[start INPUT FOR THIS TASK]

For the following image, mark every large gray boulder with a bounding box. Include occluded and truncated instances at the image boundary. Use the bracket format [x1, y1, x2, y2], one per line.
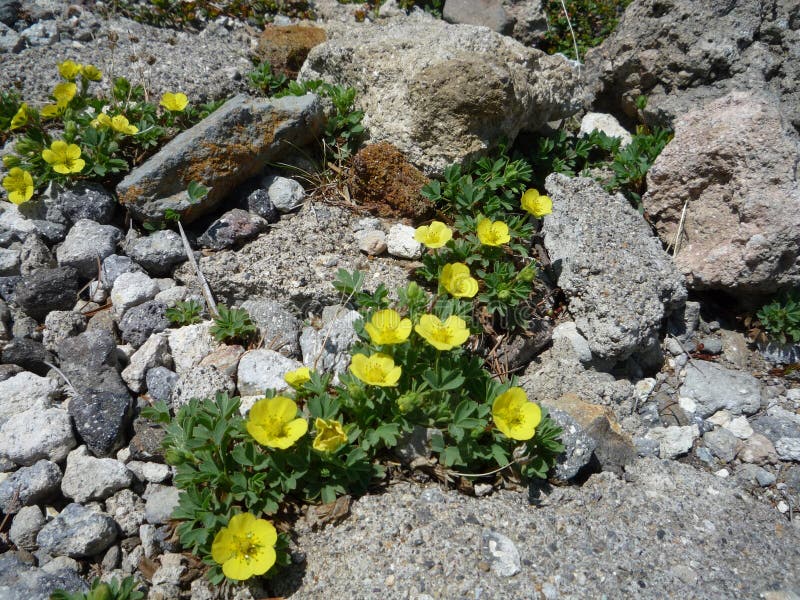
[643, 92, 800, 294]
[542, 174, 686, 362]
[117, 94, 323, 222]
[586, 0, 800, 129]
[299, 15, 578, 175]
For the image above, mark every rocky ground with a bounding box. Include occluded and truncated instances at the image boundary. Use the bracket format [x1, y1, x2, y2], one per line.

[end INPUT FOR THIS TASK]

- **WHAT THE TASK REQUIRES**: Render all of the records above as a Markdown table with the columns Row and Text, giving each line its own numbered row and skipping blank lines. Leave the pictures out.

- **OUTPUT**:
| Row | Text |
|---|---|
| 1 | For the following image, mark every large gray boulder with a bounding box. Include occluded and truncated instances at the image boundary. Use the bracket format [x1, y1, x2, y2], one per line. |
| 2 | [643, 92, 800, 294] |
| 3 | [542, 174, 686, 362] |
| 4 | [117, 94, 323, 222] |
| 5 | [586, 0, 800, 129] |
| 6 | [299, 15, 578, 175] |
| 7 | For the image above, mark every rocky ground with a bounding box. Include occluded and truncated instances at the image boundary. Use the bracket format [x1, y1, x2, y2], one per line. |